(Stored items from a collection)
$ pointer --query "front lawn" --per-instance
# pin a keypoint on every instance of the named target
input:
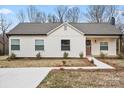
(83, 79)
(117, 63)
(45, 63)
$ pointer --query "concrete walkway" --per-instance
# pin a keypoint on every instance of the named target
(22, 77)
(31, 77)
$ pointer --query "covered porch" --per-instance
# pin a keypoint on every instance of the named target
(107, 45)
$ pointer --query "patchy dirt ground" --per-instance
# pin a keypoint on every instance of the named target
(84, 79)
(117, 63)
(46, 63)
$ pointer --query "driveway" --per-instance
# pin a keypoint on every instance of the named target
(22, 77)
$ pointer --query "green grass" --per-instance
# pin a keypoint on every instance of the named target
(118, 63)
(83, 79)
(45, 63)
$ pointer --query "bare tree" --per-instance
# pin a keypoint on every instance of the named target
(4, 26)
(100, 13)
(32, 13)
(73, 15)
(40, 17)
(35, 15)
(21, 16)
(52, 18)
(60, 12)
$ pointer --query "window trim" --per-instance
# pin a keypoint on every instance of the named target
(15, 45)
(103, 46)
(39, 45)
(65, 45)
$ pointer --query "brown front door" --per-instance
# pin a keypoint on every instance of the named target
(88, 47)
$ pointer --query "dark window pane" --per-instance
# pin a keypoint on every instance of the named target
(39, 47)
(103, 47)
(65, 44)
(15, 47)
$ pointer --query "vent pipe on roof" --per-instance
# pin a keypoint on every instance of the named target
(112, 21)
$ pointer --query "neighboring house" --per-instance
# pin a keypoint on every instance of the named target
(53, 39)
(1, 44)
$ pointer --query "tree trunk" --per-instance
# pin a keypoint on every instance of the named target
(3, 42)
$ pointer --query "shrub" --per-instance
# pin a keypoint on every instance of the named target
(102, 55)
(62, 69)
(92, 61)
(65, 55)
(12, 56)
(81, 55)
(64, 62)
(38, 56)
(121, 55)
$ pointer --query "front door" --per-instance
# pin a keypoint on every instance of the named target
(88, 47)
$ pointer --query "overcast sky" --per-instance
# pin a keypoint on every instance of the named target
(11, 11)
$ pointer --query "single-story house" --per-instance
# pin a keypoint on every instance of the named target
(53, 39)
(2, 51)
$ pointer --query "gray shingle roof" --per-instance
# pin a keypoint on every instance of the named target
(44, 28)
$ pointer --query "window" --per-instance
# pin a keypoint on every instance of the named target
(65, 27)
(15, 44)
(39, 44)
(65, 45)
(103, 45)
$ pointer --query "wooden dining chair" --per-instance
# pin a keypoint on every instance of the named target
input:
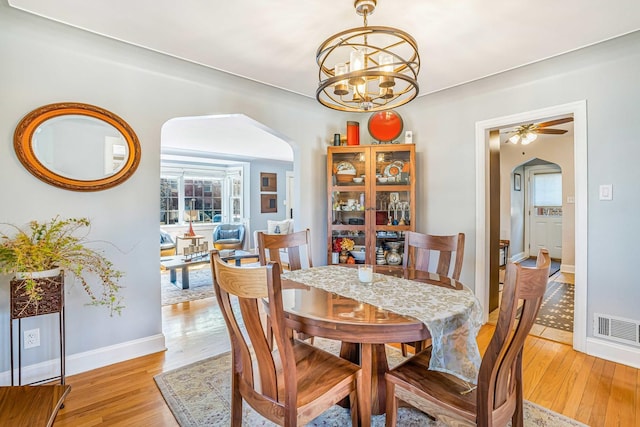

Written instruction
Locate and copy every line in the items above that contains the string "window". Case counts.

Exercise result
$ pointer --query "window trim" --per-instance
$ pointer --query "dark window pane" --per-instance
$ pointer --query "window" --per-instance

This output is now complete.